• _EXTRACT_
— BEGIN —
Justice Hugo Black, Opinion for the Court

Z

is for zombification, the process by which the heart born yearning for freedom is coddled into a comfortable and submitted relationship with the State:
Dependence begets subservience and venality, suffocates the germ of virtue, and prepares fit tools for the designs of ambition. 
Thomas Jefferson, Notes on the State of Virginia

Friday, June 26, 2015

Compelling Teacher's Conscience in Pennsylvania School

Sometimes you'll bother watching tennis, or table tennis (don't dare offend real players by using the belittling "pin-pong"). But if you do, and if you take the approach of closely watching the ball, rather than leaning back and taking in the entire field of play, you get that neck pain from the back and forth, back and forth.

Coerced payments to unions can cause a mental version of that neck pain. After all, as Thomas Jefferson said, in his proposed and adopted Virginia Statute for Religious Freedom,  "To compel a man to furnish funds for the propagation of ideas he disbelieves and abhors is sinful and tyrannical." Yet, when a worker is compelled by a constellation of factors, including state laws permitting closed shops and National Labor Relations Board recognition of particular unions as the authorized collective bargaining agent for workers, she will, in fact, be compelled "to furnish funds for the propagation of ideas [s]he disbelieves and abhors...."

Here's an example of what unions do with dues that falls entirely outside the scope of collective bargaining:  "AFL-CIO Files Supreme Court Amicus Briefs to Support Marriage Equality." That's the headline of a page on the AFL-CIO webpage. Now, suppose you are coerced to pay union dues. You might wonder, if you disagree with the position taken by the AFL-CIO on the question of same-sex marriage equality, why it is okay to compel you to furnish funds for the propagation of ideas you disbelieve and abhor.

In Pennsylvania, in a school district with a closed shop, a teacher with more than three decades teaching foreign languages is currently asking that very question. Lisa Misja teaches in Armstrong County, Pennsylvania's Apollo-Ridge High School. She objects to paying union dues on religious grounds. The Pennsylvania State Education Association does not dispute the validity of her religious objection. Because of a state law, Misja is required to pay the equivalent of union dues amount, which are collected by the PSEA and are, by state law, supposed to be paid over to a charity chosen by Misja and agreed to by the PSEA. For three years, the PSEA has refused to send her contributing amount to the Pennsylvania Coalition for the Unborn Child or the National Rifle Association. The Fairness Center has now brought suit against the PSEA on Misja's behalf to force the union to make the payments.

To better understand the problem with what the PSEA is doing, consider the following:

Public schools in Pennsylvania are GOVERNMENT schools. Their employees are GOVERNMENT employees. When a school district agrees to enter into a closed shop agreement with the union that is recognized by the NLRB to represent GOVERNMENT employees, it does not transform the employee into a non-GOVERNMENT employee, it does not transform the job into a NON-GOVERNMENT job.
— END —
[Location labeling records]
— BEGIN —
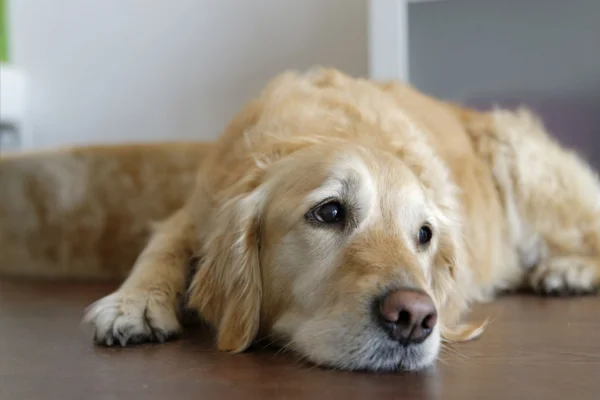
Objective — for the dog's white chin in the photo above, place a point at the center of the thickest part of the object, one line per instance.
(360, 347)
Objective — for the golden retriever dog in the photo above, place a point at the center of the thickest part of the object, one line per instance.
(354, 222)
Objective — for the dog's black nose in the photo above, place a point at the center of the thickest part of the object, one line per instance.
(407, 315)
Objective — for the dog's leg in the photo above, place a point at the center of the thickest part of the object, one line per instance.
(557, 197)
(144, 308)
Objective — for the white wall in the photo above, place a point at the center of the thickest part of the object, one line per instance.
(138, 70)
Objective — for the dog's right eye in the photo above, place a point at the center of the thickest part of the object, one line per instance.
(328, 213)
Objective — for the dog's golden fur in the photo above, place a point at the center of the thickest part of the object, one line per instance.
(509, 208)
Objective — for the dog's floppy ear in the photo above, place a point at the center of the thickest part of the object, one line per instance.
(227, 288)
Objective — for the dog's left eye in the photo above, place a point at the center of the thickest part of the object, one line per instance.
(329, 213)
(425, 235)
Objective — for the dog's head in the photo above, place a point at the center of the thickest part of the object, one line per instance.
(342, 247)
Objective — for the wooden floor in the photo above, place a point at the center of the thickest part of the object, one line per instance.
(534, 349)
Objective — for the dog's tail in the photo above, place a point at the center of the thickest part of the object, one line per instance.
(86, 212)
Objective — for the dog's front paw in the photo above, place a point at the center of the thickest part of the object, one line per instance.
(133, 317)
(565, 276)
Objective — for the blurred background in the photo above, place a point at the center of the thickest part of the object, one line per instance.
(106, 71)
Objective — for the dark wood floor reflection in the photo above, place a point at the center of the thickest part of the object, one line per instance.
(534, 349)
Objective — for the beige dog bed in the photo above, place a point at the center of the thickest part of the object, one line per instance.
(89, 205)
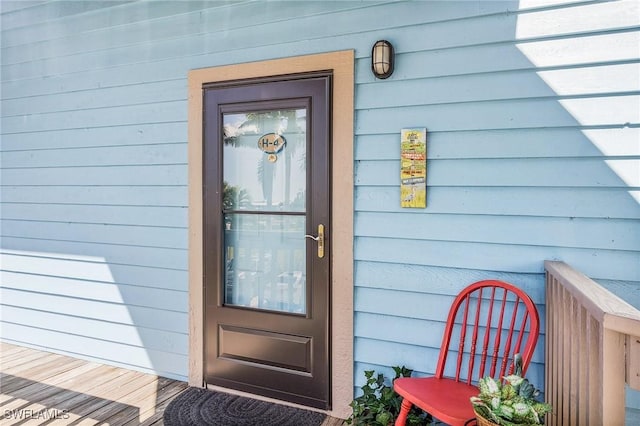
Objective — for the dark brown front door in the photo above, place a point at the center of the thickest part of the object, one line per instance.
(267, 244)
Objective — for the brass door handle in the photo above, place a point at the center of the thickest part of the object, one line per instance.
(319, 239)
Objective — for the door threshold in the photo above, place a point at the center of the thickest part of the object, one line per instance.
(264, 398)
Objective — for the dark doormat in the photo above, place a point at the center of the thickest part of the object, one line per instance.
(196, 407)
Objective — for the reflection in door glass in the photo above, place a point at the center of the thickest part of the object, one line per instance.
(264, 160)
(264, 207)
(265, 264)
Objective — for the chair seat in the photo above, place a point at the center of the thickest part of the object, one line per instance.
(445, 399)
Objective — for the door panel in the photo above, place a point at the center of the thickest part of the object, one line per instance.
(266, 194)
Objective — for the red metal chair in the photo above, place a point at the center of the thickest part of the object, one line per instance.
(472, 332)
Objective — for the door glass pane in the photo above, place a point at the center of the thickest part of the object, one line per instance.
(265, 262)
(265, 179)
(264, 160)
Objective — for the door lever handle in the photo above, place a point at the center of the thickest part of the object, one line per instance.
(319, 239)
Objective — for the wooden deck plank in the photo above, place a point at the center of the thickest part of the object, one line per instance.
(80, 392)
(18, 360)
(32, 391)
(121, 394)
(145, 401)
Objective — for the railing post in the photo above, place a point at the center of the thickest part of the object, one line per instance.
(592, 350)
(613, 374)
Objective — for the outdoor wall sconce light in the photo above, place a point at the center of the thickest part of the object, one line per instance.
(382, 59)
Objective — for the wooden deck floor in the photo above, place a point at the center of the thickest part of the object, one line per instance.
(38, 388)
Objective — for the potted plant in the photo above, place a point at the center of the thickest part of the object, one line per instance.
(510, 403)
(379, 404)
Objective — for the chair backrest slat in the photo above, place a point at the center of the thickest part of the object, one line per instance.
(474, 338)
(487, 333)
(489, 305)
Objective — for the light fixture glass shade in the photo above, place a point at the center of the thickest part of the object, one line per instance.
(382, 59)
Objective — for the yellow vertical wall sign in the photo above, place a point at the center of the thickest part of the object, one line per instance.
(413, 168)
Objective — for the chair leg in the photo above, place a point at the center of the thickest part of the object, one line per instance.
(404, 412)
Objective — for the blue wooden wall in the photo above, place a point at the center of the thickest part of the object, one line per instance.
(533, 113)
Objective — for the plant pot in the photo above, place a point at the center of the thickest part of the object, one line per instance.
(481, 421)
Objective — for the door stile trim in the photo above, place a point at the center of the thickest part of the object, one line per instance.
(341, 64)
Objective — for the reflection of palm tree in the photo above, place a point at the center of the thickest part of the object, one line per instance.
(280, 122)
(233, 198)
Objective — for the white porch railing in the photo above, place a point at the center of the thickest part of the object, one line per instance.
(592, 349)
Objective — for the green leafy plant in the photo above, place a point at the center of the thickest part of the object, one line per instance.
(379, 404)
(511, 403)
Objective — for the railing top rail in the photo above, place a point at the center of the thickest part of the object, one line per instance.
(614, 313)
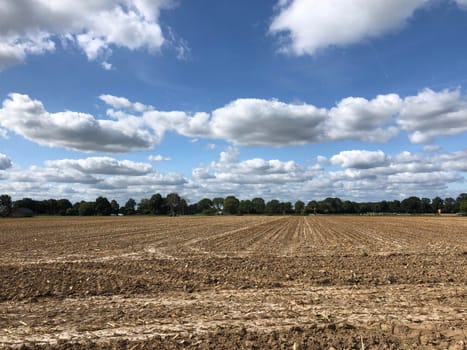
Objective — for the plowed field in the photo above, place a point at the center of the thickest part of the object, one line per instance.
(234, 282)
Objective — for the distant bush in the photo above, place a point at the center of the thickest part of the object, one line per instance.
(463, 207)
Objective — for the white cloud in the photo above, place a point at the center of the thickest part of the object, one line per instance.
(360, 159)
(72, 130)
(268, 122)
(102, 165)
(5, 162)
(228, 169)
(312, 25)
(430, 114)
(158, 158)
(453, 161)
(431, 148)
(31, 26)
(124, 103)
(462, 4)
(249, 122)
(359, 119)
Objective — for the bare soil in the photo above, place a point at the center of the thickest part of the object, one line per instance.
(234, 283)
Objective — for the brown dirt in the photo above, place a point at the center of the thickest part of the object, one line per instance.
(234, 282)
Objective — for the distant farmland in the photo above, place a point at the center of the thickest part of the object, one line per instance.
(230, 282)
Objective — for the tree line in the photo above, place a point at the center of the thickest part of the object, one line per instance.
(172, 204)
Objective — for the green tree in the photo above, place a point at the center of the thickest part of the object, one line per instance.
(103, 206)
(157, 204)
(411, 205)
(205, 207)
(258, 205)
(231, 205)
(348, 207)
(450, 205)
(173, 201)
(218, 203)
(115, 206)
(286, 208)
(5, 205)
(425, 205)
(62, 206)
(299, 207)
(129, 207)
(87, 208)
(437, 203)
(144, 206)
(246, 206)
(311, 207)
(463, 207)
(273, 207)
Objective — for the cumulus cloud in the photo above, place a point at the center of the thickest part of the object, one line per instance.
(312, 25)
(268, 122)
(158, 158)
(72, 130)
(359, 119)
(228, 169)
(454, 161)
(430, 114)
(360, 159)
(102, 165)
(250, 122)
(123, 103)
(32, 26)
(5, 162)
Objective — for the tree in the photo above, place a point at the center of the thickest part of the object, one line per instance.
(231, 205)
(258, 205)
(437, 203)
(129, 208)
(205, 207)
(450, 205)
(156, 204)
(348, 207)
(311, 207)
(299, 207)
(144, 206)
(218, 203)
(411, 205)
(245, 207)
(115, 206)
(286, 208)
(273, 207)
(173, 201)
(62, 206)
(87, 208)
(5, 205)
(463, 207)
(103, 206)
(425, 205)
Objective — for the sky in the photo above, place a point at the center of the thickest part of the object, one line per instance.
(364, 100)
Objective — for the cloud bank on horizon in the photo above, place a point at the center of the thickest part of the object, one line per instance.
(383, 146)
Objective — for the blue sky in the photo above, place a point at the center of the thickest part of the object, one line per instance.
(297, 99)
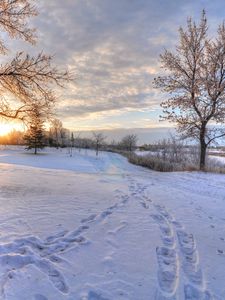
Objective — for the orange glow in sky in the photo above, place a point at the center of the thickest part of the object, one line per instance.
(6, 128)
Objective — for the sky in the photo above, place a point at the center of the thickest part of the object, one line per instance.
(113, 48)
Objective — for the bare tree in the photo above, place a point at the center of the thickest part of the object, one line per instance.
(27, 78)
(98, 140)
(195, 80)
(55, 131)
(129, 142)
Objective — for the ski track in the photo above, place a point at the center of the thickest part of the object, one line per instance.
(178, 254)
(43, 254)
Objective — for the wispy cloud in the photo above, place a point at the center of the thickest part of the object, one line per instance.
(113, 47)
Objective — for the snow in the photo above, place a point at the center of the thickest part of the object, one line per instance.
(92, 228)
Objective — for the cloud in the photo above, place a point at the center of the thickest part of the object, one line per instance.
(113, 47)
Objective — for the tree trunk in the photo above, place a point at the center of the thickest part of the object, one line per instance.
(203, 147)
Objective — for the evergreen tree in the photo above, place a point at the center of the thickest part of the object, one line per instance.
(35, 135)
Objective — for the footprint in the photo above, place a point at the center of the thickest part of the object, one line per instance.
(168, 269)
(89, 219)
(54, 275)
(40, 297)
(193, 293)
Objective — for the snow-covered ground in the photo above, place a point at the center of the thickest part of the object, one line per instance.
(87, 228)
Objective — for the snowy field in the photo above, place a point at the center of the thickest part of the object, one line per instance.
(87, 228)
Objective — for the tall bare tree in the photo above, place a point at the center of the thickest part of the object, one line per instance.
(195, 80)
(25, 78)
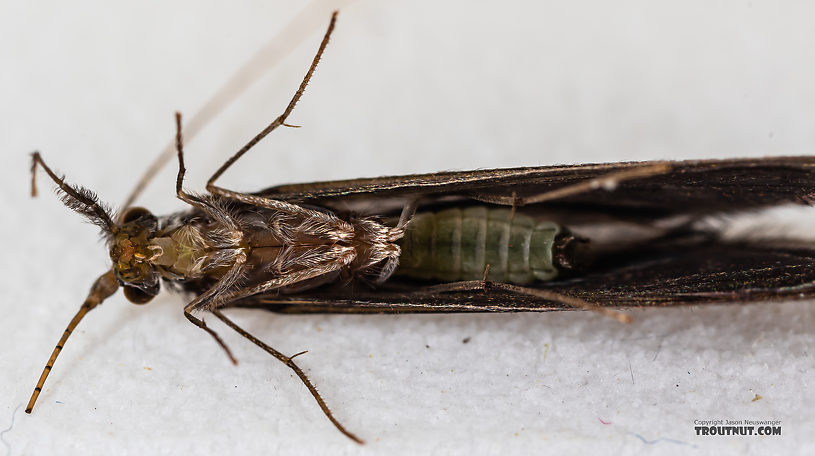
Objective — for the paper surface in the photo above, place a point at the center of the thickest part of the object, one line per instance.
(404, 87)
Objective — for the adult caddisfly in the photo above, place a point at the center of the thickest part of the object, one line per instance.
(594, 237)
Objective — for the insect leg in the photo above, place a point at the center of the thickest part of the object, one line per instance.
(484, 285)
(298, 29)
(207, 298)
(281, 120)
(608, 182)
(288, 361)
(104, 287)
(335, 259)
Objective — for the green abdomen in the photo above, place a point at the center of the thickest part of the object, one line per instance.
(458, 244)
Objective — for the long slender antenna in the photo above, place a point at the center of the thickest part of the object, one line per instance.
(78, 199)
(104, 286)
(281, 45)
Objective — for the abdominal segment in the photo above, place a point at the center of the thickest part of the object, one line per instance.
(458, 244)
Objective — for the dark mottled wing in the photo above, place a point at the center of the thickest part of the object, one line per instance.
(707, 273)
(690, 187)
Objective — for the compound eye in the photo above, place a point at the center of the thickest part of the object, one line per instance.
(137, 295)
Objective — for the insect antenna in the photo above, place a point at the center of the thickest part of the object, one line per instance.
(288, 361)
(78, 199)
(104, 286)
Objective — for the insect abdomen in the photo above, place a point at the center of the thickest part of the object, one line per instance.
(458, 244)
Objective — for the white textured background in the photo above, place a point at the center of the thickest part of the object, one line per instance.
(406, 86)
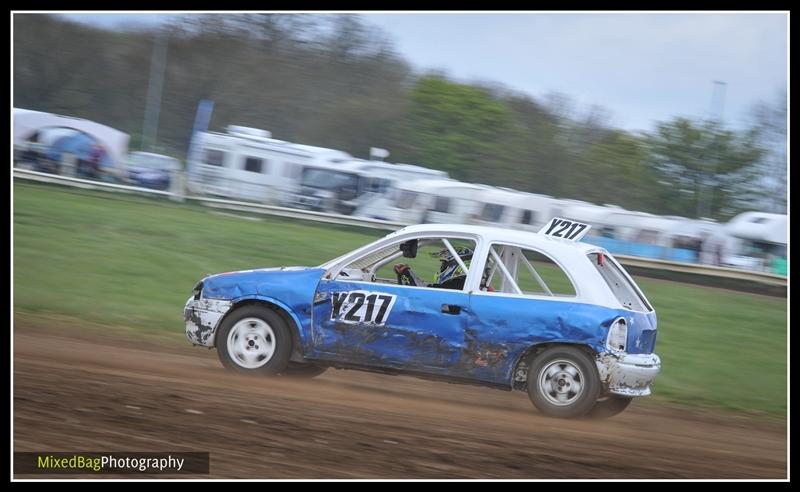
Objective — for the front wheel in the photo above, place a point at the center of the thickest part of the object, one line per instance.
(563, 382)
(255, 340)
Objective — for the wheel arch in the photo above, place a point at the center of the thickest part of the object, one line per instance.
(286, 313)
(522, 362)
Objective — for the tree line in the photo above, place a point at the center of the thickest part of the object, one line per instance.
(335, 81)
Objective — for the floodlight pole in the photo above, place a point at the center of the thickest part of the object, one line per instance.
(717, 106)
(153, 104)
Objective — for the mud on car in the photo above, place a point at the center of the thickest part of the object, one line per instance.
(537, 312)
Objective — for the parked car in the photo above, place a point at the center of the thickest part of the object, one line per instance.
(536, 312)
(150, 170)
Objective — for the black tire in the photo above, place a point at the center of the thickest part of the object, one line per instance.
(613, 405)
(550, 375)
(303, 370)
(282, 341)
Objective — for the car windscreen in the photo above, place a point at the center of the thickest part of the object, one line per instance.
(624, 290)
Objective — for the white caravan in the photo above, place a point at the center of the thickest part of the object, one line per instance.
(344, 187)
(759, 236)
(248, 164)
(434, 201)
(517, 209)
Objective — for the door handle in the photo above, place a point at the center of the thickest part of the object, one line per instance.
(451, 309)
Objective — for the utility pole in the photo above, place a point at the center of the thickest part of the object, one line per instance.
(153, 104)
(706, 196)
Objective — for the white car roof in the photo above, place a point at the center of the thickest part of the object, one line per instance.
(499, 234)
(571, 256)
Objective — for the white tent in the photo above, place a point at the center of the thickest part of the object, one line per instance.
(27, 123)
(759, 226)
— END —
• _WHAT IS ASKED_
A - Answer these questions from the union dues text:
(i) What subject does Lisa Misja teach, and for how long has she taught it?
(ii) To which two organizations has the PSEA refused to send her contributing amount?
(iii) In which document did Thomas Jefferson write the line about compelling a man to furnish funds for ideas he disbelieves?
B - Show each line of the records that includes the word "wooden".

• _SOLVED TASKS_
A -
(i) Foreign languages, for more than three decades.
(ii) The Pennsylvania Coalition for the Unborn Child and the National Rifle Association.
(iii) The Virginia Statute for Religious Freedom.

B -
Objective — for the wooden floor in the photo above, place a point at the center of the thickest part of the object, one line per instance.
Objective — for the wooden deck plank in the photo above, place a point at the center of the thickest part of the object, one line per instance.
Objective — for the wooden deck floor in the photo above, place a point at the center of the thickest part of the object, one line per instance.
Objective — for the blue wooden wall in the photo above, place a point at the center of the thickest part of the object, one line per instance.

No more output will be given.